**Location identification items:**
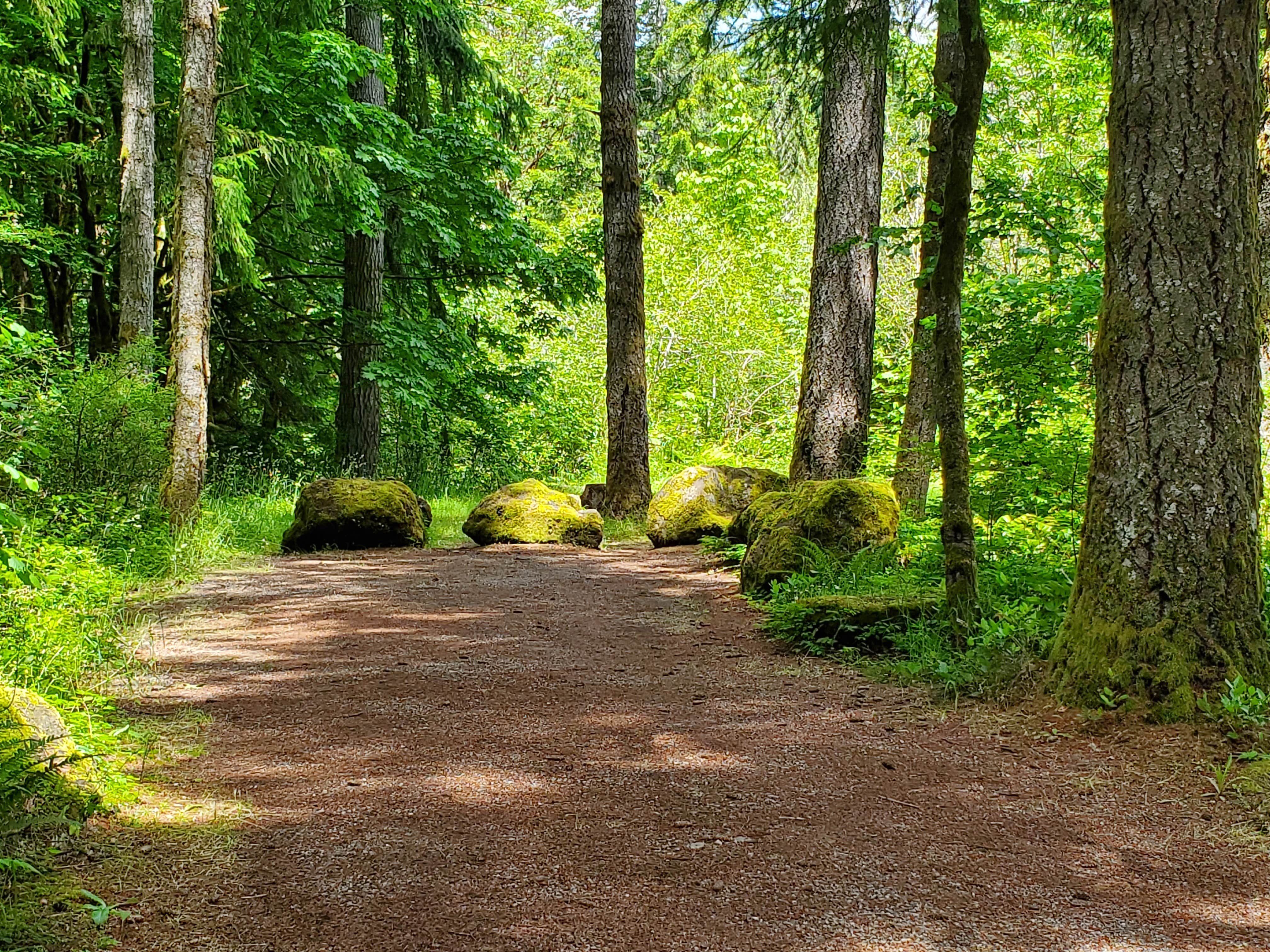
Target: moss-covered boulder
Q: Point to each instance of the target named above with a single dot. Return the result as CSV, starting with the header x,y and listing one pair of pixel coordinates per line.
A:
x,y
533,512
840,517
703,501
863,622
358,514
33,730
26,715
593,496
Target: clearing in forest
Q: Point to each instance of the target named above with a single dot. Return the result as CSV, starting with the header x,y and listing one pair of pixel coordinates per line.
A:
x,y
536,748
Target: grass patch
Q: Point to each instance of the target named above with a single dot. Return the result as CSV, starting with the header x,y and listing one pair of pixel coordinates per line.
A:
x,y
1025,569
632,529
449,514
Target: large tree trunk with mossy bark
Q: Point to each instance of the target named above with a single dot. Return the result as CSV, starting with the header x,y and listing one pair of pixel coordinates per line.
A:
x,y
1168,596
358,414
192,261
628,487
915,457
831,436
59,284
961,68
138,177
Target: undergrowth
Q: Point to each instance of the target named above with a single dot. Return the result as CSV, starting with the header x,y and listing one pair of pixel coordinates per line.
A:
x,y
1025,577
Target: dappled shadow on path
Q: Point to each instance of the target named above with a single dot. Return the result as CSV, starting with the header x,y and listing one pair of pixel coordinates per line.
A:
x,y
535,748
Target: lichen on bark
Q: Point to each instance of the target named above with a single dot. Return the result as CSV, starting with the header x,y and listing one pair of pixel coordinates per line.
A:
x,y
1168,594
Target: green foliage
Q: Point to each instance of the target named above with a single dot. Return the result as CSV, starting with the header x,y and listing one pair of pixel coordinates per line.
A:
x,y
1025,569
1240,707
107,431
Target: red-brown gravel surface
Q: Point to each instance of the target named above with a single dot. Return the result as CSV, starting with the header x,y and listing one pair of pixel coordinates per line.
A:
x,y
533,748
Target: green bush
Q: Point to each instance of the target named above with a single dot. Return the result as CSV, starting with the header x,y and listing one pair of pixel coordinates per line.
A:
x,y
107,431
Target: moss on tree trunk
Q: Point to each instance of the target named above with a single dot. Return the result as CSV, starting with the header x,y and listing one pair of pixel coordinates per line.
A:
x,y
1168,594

**GIVEN INSTRUCTION:** The answer consists only of the lines from the one containing "Target: green bush" to the end of the records, each written out exactly.

**OUTPUT OF THE EXERCISE:**
Target: green bush
Q: Point to each instance of the target named above with a single dot. Return the result as CSV, starting with the header x,y and listing one pair of pixel coordinates per line.
A:
x,y
107,431
Target: moss on tree trunk
Q: Point to each instance of the target named above with a single dot. Return the result as CSV, starting with the header x,y and listing one pair of pixel coordinates per line.
A:
x,y
1168,594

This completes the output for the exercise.